-- BEGIN Task input --

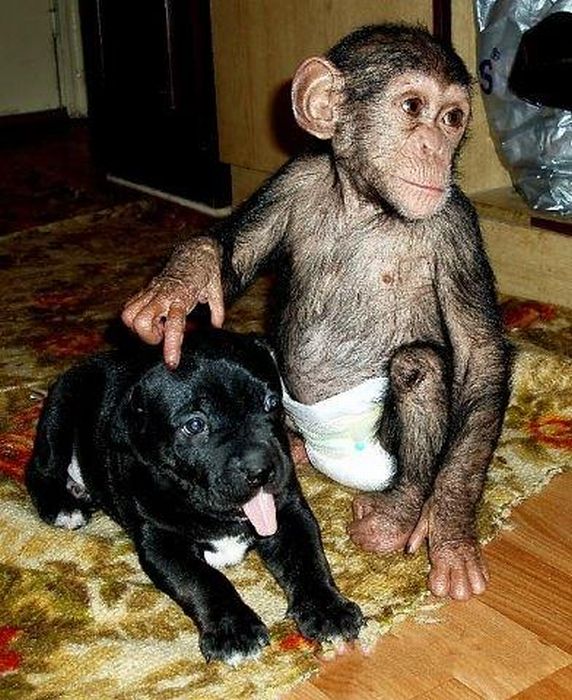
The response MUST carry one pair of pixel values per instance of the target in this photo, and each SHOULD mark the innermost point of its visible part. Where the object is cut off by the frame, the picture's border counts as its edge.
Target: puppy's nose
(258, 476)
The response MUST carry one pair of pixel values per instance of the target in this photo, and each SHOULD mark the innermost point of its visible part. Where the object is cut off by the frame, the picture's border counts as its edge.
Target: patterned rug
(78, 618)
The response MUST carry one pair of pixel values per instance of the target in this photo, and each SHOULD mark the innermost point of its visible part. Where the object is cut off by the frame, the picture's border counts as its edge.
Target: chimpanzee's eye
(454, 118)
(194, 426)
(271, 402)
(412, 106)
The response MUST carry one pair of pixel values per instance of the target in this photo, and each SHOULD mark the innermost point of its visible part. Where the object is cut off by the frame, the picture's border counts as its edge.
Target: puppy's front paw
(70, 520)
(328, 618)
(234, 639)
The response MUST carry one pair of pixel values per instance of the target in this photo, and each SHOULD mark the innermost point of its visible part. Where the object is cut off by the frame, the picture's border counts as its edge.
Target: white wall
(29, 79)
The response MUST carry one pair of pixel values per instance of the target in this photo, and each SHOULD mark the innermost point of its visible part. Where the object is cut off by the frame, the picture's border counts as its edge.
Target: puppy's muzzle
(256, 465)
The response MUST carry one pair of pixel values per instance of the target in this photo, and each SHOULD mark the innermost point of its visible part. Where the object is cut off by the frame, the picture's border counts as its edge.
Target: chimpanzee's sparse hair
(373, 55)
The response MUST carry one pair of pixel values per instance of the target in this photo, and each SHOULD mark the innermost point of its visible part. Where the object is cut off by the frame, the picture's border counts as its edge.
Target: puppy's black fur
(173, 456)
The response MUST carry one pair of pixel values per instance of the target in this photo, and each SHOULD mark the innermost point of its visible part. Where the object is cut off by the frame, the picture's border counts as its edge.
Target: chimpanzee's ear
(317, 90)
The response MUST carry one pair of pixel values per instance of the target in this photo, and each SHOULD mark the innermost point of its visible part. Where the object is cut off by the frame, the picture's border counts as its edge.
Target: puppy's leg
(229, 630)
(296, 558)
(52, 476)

-- END Task input --
-- BEGIN Task input --

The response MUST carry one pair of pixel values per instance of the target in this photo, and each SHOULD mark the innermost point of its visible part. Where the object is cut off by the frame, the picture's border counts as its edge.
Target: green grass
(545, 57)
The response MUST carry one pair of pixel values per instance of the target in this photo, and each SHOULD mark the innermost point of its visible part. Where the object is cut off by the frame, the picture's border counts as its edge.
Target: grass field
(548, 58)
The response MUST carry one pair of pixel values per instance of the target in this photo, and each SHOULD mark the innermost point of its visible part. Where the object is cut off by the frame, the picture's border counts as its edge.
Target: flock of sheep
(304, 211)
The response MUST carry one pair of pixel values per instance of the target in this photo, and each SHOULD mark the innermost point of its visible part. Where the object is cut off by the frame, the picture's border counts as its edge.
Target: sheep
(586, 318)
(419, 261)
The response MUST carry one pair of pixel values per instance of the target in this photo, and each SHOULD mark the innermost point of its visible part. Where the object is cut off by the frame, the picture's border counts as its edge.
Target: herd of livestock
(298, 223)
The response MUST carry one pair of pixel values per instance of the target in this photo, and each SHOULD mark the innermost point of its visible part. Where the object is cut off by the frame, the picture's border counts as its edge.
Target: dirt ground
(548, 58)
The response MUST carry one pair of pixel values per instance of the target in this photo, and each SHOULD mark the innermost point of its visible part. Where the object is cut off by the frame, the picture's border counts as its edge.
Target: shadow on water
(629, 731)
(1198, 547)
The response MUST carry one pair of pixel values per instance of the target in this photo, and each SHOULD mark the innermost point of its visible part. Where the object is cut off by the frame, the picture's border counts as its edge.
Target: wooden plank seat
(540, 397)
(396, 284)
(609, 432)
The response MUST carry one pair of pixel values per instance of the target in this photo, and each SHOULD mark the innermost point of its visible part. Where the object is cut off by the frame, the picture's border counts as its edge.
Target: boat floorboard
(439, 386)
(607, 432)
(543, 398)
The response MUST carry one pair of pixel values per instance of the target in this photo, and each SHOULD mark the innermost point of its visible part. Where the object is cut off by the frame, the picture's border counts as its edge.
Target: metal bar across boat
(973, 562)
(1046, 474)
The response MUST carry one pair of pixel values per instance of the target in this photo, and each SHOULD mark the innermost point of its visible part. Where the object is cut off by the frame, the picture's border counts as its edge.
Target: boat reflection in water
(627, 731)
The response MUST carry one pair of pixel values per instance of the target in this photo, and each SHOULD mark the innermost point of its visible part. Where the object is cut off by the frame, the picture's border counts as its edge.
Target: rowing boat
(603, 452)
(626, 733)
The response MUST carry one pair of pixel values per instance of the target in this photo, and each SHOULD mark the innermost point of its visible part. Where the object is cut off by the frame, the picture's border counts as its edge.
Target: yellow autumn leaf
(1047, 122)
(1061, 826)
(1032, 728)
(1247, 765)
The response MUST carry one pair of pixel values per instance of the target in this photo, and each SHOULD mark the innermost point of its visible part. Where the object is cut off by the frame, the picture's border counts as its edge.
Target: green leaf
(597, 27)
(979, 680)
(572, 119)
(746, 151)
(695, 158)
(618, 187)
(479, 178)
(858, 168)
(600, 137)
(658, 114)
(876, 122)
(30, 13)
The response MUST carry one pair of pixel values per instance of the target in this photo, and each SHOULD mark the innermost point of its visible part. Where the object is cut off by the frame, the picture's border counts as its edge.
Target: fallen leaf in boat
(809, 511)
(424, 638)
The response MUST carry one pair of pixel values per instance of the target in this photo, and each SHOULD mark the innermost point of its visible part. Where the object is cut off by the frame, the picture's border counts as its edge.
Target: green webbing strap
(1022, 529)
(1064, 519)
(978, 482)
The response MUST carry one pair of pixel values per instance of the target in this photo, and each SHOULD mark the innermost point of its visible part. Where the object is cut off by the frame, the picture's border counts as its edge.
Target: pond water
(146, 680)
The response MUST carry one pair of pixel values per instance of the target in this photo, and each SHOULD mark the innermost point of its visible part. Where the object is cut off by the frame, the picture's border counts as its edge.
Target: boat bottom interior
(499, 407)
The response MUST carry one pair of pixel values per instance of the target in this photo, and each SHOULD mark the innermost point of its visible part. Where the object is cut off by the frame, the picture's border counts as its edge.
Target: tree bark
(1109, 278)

-- END Task input --

Direction: Pull out every line of the records above that contains the string "boat", treating uppercase and lowercase as different.

Answer to this exercise:
Target: boat floorboard
Target: metal bar across boat
Target: boat reflection in water
Target: rowing boat
Target: fallen leaf in boat
Target: boat bottom interior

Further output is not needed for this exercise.